======== EXCERPTED DATA ========

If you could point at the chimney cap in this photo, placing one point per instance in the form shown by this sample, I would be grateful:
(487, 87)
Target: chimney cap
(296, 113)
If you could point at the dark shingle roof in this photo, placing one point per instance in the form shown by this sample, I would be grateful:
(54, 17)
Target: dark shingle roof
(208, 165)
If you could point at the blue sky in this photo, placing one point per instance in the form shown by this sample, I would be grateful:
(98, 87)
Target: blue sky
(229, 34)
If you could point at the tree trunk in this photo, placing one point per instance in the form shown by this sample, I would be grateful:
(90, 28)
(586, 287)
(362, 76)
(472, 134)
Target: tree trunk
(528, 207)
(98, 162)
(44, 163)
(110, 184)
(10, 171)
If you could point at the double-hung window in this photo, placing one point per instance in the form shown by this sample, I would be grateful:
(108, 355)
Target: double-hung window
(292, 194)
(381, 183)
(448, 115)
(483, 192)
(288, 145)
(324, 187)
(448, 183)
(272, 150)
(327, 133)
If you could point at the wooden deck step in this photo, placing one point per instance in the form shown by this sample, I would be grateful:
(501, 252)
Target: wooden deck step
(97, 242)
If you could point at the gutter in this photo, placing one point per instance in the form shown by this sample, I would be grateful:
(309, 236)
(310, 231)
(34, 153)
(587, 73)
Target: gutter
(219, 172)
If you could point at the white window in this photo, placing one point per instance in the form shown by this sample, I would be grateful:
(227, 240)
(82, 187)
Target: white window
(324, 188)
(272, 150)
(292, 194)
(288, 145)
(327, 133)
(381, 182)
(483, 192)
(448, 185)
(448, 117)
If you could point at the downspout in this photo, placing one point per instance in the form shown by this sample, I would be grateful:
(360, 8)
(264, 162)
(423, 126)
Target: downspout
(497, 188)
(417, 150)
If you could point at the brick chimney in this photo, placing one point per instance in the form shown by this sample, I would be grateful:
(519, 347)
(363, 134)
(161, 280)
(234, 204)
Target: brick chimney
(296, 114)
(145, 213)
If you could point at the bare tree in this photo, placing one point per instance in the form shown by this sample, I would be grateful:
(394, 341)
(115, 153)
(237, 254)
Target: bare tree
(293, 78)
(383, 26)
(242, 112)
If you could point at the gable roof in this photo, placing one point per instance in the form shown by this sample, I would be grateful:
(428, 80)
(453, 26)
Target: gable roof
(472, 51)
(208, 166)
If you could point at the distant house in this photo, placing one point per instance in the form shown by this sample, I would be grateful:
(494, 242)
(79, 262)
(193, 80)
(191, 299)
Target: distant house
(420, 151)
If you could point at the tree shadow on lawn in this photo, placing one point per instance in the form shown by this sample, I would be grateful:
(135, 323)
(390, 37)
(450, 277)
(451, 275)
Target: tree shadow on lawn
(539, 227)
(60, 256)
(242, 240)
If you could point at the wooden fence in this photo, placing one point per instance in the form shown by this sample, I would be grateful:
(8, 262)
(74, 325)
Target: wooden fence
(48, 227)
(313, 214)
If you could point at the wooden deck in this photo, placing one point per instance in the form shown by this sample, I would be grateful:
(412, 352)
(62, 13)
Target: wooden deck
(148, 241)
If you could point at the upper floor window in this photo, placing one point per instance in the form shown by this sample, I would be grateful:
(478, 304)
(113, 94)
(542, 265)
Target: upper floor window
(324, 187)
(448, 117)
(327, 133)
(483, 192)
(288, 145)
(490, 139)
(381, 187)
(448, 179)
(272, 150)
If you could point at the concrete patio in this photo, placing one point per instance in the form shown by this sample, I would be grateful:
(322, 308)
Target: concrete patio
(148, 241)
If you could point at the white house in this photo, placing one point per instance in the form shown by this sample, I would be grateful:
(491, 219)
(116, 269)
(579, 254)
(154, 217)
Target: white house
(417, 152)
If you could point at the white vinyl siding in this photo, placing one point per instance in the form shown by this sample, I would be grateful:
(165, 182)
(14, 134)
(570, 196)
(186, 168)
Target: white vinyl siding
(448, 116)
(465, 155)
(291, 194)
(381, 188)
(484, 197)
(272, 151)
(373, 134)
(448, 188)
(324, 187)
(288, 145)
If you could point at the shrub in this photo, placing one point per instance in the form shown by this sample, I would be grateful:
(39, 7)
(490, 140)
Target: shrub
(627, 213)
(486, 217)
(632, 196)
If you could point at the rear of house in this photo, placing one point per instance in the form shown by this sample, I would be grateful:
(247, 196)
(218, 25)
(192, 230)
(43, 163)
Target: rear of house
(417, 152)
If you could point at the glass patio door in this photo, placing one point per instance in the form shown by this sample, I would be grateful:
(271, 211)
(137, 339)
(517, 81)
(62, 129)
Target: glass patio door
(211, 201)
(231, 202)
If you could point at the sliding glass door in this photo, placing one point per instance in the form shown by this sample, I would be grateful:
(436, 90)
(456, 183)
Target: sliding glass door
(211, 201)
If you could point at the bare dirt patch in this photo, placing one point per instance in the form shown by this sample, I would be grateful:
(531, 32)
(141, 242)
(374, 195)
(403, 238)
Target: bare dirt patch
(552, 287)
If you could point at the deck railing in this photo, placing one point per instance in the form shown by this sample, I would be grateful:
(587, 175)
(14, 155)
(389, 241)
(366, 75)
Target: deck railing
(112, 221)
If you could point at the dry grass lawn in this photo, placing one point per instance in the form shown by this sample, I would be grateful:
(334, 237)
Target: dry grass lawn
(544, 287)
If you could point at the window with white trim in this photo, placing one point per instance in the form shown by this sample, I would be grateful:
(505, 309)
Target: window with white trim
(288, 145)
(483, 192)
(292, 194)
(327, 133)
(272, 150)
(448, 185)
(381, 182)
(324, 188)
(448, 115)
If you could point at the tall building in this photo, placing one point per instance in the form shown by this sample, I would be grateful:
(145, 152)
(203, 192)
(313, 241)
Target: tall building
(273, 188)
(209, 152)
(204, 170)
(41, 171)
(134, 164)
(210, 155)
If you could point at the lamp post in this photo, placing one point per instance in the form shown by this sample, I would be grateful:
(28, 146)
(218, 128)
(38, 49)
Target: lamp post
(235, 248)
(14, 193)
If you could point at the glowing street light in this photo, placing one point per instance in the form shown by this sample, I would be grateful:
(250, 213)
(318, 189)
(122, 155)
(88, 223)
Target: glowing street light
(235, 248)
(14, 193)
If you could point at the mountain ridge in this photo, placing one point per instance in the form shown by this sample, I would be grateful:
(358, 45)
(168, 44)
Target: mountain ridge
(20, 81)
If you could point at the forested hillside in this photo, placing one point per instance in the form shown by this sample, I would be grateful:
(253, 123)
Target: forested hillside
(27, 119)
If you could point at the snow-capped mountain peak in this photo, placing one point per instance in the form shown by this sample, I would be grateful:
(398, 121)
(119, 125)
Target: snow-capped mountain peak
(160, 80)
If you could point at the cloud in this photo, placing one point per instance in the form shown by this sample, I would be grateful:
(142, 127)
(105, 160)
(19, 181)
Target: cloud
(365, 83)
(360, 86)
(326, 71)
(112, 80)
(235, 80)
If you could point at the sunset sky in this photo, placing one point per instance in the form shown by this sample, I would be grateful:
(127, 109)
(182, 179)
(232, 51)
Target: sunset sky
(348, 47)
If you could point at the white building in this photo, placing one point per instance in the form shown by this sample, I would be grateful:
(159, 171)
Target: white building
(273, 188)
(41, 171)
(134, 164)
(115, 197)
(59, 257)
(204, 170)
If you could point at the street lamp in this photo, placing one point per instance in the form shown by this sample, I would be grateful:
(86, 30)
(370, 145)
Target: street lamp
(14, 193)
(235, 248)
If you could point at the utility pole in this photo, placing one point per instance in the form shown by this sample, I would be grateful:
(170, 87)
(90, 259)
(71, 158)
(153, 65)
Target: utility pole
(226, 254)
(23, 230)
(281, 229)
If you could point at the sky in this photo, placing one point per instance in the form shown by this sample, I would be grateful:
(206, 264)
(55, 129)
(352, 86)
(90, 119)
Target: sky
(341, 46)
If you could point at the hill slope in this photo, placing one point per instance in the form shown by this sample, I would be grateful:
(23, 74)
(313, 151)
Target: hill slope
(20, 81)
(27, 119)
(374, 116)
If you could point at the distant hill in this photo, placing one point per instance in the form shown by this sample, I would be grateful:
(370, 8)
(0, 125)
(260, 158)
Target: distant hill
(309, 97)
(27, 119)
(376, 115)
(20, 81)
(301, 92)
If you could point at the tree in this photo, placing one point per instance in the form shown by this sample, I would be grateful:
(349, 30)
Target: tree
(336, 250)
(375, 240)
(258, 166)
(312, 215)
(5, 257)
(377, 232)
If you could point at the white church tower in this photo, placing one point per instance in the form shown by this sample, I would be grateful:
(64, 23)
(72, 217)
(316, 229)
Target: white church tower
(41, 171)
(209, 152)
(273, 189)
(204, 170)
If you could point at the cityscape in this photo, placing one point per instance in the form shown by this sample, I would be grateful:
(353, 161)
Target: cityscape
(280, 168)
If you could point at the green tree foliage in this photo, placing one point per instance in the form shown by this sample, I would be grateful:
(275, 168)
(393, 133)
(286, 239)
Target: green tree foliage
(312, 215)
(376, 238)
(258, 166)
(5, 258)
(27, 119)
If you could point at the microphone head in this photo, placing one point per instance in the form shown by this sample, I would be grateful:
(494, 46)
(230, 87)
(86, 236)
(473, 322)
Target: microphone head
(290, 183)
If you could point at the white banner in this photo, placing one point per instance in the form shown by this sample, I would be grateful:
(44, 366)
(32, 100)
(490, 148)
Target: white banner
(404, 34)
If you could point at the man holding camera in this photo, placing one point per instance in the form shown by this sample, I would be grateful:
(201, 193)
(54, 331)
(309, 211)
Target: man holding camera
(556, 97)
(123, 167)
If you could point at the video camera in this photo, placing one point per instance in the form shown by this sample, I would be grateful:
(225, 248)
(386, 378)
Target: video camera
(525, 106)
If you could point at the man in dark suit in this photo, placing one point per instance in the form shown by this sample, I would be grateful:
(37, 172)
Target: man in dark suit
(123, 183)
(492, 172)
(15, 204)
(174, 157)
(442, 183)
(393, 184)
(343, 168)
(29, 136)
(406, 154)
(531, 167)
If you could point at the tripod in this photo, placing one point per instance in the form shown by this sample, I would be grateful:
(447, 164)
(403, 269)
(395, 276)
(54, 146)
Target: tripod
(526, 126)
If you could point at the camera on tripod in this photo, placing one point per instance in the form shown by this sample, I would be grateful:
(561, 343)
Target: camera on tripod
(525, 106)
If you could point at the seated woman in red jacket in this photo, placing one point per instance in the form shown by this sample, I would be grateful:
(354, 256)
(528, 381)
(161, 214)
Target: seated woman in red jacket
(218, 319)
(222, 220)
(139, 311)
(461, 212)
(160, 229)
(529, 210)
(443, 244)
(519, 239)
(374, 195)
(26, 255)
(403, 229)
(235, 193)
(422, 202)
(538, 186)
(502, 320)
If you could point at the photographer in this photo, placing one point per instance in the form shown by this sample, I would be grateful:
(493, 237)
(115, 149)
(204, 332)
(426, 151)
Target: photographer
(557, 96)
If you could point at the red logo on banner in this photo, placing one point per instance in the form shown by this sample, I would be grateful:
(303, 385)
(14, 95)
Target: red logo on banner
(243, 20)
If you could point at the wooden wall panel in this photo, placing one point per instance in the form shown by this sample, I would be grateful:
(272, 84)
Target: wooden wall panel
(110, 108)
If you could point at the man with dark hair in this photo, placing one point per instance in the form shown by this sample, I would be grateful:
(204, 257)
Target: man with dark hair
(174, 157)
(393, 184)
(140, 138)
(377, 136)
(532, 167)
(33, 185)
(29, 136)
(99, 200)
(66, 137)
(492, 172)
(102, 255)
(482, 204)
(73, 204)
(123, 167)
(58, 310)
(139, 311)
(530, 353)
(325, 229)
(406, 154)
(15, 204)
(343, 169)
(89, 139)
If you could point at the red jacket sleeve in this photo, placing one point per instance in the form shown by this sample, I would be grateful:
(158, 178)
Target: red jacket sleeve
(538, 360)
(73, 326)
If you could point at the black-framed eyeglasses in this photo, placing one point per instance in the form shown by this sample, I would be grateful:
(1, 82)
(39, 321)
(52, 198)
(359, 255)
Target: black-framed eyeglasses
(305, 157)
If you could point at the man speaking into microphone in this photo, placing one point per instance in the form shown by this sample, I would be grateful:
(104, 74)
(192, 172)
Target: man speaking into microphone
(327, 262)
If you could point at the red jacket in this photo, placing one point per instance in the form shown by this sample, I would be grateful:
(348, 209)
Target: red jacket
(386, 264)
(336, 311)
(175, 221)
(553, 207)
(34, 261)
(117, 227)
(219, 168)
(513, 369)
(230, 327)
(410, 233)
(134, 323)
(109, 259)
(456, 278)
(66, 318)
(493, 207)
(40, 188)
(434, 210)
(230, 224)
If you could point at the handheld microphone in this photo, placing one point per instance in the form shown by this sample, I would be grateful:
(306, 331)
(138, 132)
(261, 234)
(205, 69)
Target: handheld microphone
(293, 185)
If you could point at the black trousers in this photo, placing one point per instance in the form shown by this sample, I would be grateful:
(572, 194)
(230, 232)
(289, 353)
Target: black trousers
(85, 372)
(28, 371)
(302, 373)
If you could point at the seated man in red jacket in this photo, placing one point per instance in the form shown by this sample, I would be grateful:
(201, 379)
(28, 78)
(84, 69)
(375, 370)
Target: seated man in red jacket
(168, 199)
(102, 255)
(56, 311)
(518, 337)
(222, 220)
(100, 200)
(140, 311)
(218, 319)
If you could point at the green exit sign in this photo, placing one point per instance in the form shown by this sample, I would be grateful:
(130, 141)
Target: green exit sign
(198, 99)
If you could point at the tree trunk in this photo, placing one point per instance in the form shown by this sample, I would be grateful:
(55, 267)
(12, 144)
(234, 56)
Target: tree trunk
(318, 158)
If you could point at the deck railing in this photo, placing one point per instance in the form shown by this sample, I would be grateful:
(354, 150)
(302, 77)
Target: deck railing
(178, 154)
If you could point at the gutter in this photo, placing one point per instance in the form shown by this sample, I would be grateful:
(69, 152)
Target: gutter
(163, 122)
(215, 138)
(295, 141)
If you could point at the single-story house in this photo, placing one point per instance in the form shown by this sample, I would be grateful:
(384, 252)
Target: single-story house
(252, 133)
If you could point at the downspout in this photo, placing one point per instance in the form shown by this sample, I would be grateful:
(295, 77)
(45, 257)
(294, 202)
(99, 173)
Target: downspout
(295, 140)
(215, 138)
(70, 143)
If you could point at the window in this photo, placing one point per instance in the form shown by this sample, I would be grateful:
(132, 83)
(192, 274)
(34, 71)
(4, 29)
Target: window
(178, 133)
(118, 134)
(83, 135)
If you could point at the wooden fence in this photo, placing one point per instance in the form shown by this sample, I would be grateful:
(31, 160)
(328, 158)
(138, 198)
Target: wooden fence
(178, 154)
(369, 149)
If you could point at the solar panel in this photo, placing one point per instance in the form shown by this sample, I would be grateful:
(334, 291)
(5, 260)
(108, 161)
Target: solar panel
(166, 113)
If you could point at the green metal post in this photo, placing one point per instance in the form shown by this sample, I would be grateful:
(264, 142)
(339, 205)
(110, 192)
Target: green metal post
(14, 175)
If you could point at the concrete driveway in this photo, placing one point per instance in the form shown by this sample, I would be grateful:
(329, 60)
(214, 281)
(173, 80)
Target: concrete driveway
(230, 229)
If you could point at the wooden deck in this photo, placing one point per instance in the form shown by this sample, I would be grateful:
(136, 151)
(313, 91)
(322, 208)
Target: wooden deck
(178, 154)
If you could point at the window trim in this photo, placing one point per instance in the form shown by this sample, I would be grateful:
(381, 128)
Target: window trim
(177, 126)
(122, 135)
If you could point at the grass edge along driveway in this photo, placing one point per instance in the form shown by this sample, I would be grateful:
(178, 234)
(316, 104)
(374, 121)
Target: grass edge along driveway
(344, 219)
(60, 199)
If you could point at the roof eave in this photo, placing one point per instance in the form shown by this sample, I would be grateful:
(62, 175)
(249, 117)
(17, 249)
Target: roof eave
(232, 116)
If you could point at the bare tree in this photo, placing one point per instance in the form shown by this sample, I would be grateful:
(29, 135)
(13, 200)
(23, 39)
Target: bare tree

========

TASK PROMPT >> Once you find the line with "If you could point at the photographer" above, print it and every line after it up to and including the line with "If you could point at the red jacket sleeve", exactly as written and nothing else.

RESPONSE BOX >>
If you could point at the photographer in this photo, placing one point per instance in the form shown by this sample, I would be grateful:
(493, 237)
(115, 149)
(204, 332)
(426, 151)
Target: photographer
(557, 96)
If you could point at the red logo on banner in this photo, placing one point per instance in the form shown by this sample, I would be grateful:
(303, 385)
(14, 95)
Target: red logo on banner
(243, 20)
If you could point at the wooden wall panel in this photo, placing one point per instance in the form shown by this sample, I would be grateful:
(272, 84)
Target: wooden wall panel
(110, 108)
If you could point at the man with dark hair in this photo, placing one point per instance in the form shown by this sample, I would be grateful:
(204, 257)
Target: man with dark hair
(174, 157)
(393, 184)
(140, 138)
(377, 136)
(532, 167)
(33, 185)
(29, 136)
(99, 200)
(66, 137)
(492, 172)
(102, 255)
(482, 204)
(73, 204)
(123, 167)
(58, 310)
(139, 311)
(530, 353)
(325, 229)
(406, 154)
(15, 204)
(343, 169)
(89, 139)
If you could point at the red jacket sleeve in this photo, placing one point per instance in the form shown by this sample, I would be grateful:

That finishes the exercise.